■ Provided records ■

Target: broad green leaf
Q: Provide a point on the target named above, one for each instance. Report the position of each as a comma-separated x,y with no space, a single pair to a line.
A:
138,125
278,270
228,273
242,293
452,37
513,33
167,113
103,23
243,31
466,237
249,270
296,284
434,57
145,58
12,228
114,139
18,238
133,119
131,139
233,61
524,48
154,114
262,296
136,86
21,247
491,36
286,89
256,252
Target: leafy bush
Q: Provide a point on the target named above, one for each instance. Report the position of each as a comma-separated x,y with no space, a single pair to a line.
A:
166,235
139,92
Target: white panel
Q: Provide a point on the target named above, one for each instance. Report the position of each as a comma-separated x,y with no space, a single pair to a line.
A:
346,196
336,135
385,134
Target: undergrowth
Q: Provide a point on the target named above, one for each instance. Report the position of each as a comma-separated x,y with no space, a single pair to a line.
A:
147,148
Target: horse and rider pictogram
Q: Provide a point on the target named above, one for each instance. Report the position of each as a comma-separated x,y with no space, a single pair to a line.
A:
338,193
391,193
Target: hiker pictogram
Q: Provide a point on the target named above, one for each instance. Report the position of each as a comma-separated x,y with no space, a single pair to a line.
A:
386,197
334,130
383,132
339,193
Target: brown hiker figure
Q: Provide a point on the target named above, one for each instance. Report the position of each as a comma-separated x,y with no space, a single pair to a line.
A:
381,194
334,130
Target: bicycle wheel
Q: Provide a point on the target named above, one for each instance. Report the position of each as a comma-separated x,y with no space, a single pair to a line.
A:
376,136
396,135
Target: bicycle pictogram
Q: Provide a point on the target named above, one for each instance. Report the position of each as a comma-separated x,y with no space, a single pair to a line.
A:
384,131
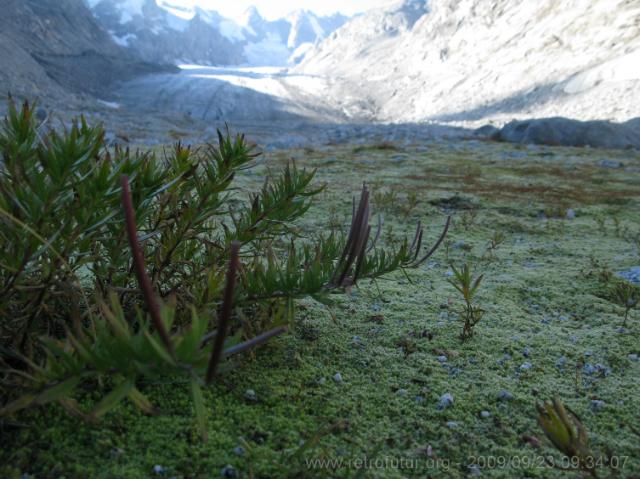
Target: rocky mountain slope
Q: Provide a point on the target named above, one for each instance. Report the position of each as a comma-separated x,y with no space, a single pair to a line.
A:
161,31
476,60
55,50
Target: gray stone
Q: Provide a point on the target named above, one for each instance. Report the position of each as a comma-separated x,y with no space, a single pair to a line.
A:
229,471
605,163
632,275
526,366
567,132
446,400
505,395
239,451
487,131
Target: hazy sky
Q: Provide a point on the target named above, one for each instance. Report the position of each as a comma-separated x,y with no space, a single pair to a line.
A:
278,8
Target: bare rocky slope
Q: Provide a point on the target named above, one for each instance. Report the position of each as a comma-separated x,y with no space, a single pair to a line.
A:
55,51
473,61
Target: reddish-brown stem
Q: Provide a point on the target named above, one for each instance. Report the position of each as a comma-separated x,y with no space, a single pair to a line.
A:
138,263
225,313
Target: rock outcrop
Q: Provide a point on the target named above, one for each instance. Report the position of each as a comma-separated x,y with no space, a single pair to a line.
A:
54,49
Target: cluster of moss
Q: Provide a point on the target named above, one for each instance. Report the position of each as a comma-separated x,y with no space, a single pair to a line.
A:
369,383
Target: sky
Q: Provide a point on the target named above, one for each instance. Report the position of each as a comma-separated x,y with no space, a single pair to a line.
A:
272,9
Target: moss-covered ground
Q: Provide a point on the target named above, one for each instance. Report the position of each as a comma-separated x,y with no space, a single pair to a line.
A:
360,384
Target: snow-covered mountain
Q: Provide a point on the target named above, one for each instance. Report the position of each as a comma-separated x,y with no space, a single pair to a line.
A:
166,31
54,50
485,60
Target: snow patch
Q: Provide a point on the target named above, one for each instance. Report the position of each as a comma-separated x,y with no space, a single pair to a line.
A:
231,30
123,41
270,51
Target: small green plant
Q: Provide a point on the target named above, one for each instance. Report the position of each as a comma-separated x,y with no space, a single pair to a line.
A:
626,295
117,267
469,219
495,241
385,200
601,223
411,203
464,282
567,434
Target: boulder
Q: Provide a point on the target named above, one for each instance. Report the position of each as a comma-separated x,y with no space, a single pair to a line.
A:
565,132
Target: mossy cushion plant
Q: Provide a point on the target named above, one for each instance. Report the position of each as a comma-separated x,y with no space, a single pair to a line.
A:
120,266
* * *
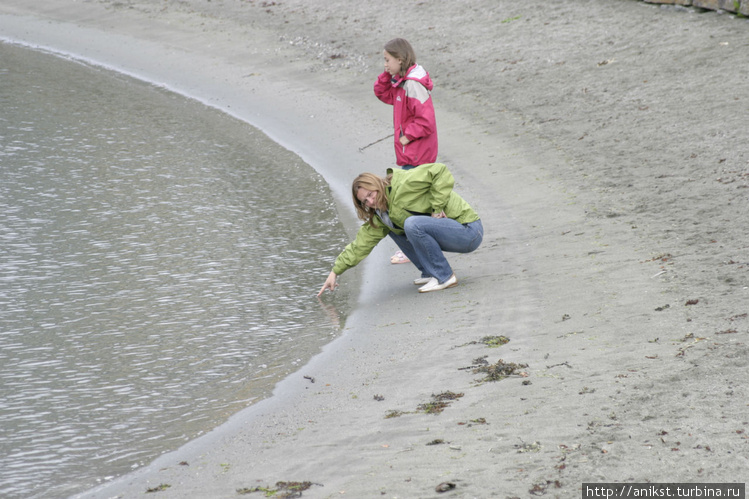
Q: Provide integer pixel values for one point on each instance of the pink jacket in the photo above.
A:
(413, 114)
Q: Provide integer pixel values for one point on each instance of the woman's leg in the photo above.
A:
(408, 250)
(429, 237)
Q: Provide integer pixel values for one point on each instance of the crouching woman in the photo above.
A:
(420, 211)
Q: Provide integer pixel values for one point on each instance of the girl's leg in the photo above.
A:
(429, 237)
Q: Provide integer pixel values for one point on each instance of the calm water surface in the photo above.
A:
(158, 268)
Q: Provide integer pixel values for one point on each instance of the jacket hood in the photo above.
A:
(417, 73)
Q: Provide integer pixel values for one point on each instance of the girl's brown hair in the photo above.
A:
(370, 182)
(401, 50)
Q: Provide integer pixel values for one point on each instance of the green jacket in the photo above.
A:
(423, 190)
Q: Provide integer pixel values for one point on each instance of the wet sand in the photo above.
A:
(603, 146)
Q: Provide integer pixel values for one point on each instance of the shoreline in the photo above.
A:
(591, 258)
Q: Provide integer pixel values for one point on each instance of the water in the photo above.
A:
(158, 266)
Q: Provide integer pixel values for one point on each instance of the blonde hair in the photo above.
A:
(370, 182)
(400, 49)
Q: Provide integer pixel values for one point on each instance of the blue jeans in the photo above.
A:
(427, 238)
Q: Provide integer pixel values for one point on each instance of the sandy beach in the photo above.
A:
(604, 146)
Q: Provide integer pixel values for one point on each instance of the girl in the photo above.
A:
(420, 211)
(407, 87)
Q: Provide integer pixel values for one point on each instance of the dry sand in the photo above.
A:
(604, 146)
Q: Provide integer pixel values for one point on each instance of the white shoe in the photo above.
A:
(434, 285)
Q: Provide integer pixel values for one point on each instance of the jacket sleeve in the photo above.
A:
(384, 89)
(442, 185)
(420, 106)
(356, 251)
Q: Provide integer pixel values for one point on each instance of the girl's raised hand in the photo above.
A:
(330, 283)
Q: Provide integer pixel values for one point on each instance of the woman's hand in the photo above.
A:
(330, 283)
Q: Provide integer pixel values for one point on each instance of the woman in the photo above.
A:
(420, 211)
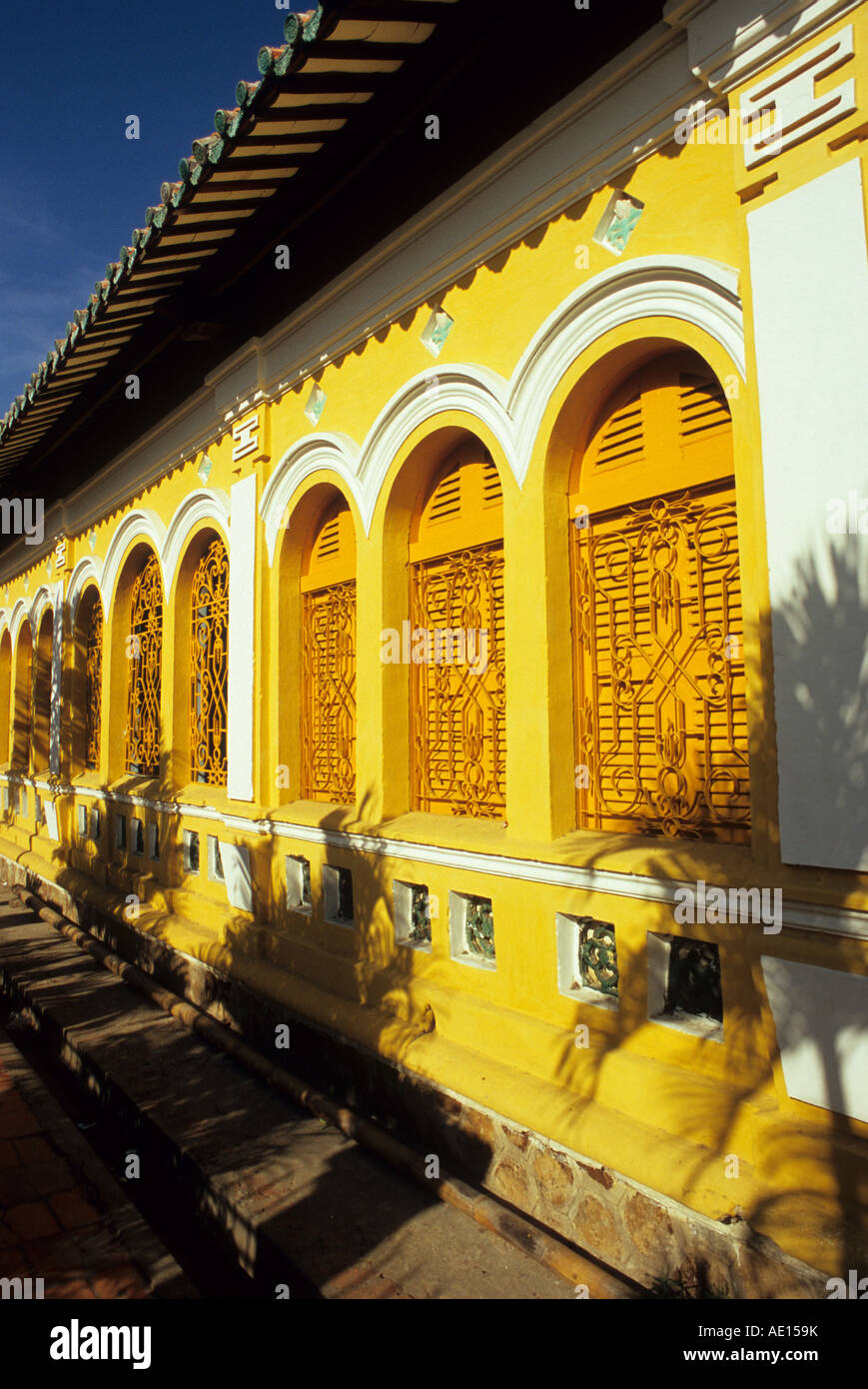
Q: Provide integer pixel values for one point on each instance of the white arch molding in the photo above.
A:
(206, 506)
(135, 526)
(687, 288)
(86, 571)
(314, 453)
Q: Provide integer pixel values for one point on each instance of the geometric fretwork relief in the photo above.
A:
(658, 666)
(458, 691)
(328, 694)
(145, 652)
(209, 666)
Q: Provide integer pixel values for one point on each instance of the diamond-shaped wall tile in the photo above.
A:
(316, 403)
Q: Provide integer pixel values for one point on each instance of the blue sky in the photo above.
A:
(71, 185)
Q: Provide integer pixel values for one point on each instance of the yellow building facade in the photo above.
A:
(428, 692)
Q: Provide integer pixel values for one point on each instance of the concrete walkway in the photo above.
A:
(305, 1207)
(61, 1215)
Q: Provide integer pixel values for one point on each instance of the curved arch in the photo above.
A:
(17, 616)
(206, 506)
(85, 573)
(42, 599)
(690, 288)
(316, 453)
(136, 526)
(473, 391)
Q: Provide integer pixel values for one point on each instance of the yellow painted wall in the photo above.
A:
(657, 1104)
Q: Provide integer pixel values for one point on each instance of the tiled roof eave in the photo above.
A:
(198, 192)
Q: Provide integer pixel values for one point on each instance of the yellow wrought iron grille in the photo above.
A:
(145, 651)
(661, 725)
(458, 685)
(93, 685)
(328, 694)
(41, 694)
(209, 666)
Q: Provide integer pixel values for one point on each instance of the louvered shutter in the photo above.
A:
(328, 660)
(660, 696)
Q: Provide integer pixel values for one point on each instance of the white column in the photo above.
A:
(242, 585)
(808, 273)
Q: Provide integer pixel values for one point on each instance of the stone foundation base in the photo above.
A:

■ How to complete this task ■
Extract the lines of the preceding material that run from the line with "Target: broad green leaf" through the line with "Target: leafy bush", inclusive, reproducing them exactly and adding nothing.

■ Written response ■
Target: broad green leaf
Q: Provide a point on the target named above, one for each instance. Report the position of each as a comma-separated x,y with no space, a single pair to a line.
A:
138,125
278,270
228,273
242,293
452,37
513,33
167,113
103,23
243,31
466,237
249,270
296,284
434,57
145,58
12,228
114,139
18,238
133,119
131,139
233,61
524,48
154,114
262,296
136,86
21,247
491,36
286,89
256,252
Target: leafy bush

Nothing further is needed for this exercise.